(Natural-language object grounding data)

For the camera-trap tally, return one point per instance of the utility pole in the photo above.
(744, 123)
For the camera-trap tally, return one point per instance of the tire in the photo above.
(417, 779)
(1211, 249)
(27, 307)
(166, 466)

__TO DO__
All of the data shown above should be printed exactly as given.

__WRITTEN ANSWER__
For the camera-trap tally, return one point per instance of the utility pole in the photo above.
(744, 123)
For the camera-trap tally, return one point per instance of the tire in the photo above.
(417, 779)
(1211, 249)
(27, 307)
(166, 466)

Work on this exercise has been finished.